• _Stored records_:

# # # # # # #

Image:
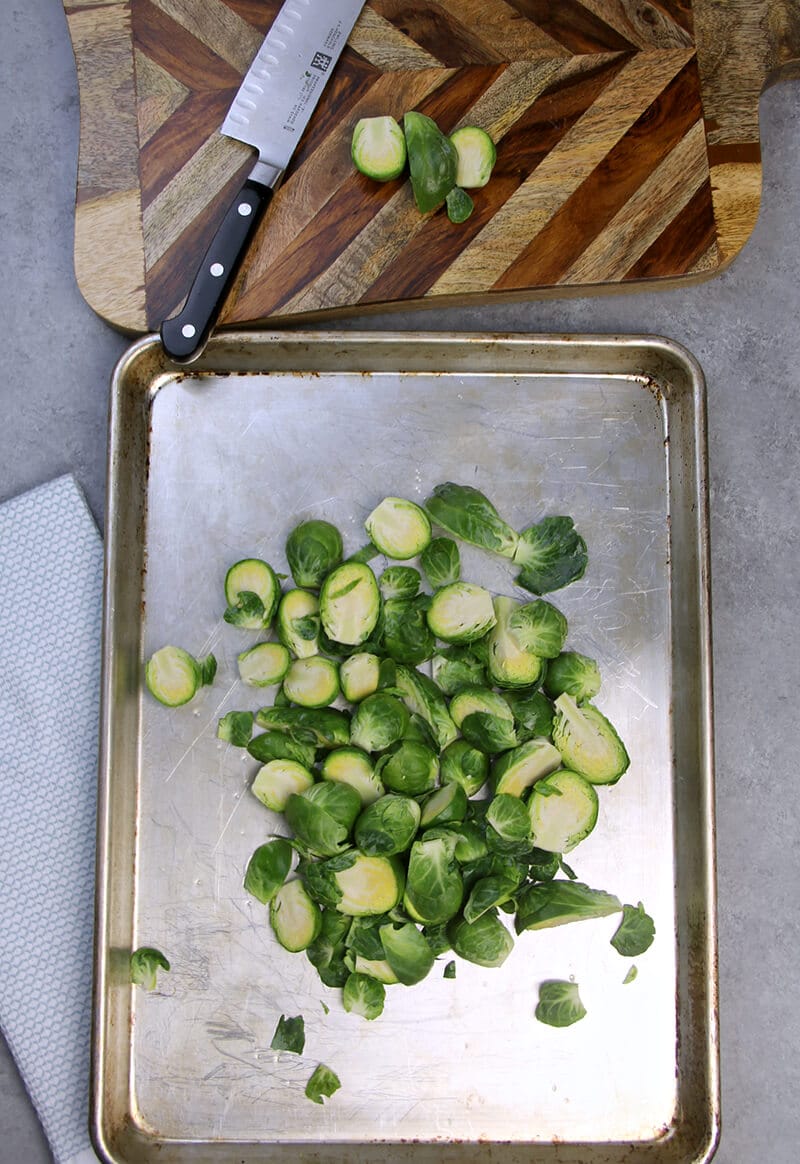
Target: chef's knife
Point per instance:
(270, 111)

# # # # # # #

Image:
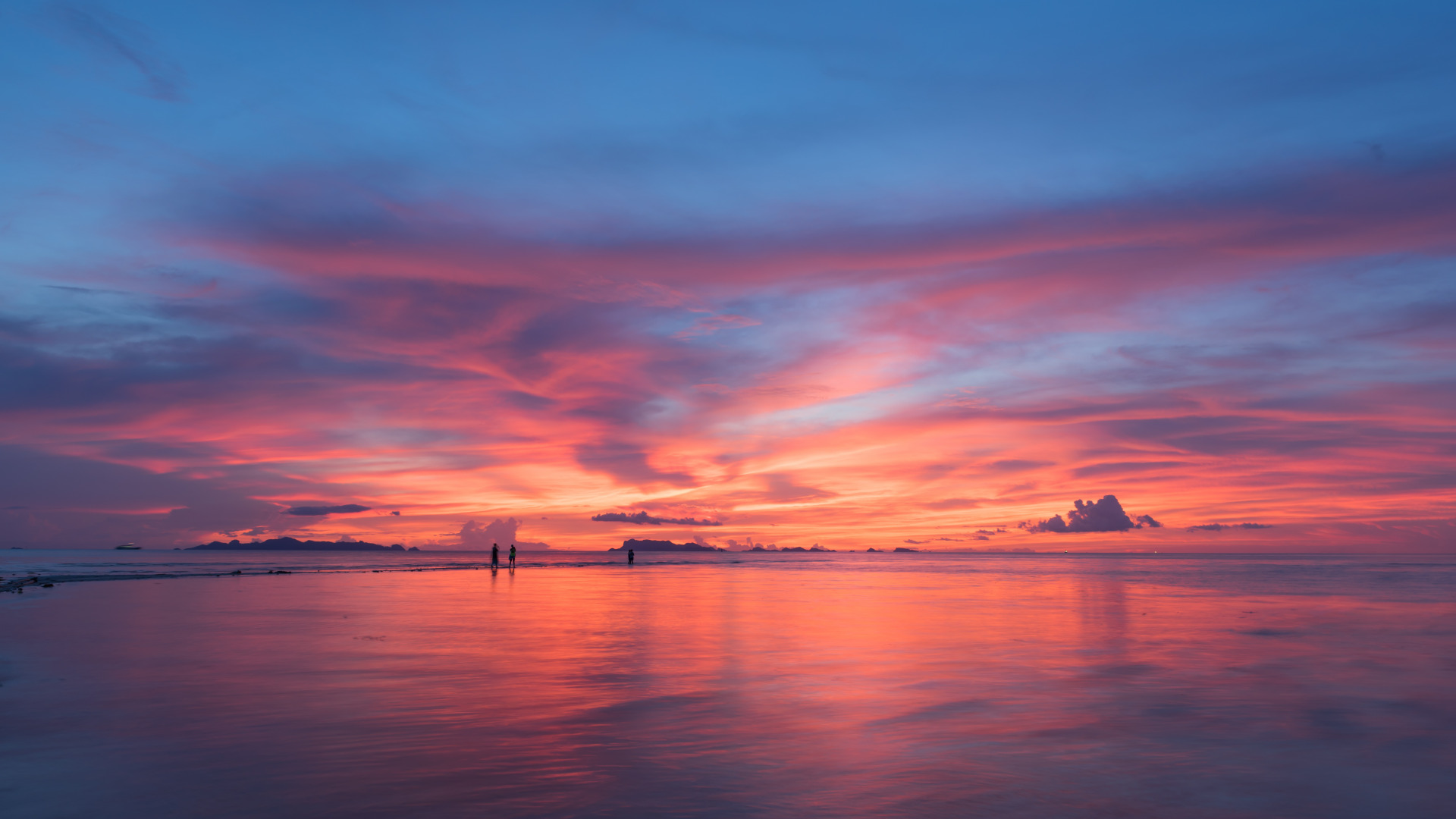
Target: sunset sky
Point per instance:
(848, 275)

# # # # # # #

• _What is required_:
From the records, keep only the lines that contain the string "Target", and copy each one out in full.

• _Reply_:
Target: chef's knife
Target: sunset sky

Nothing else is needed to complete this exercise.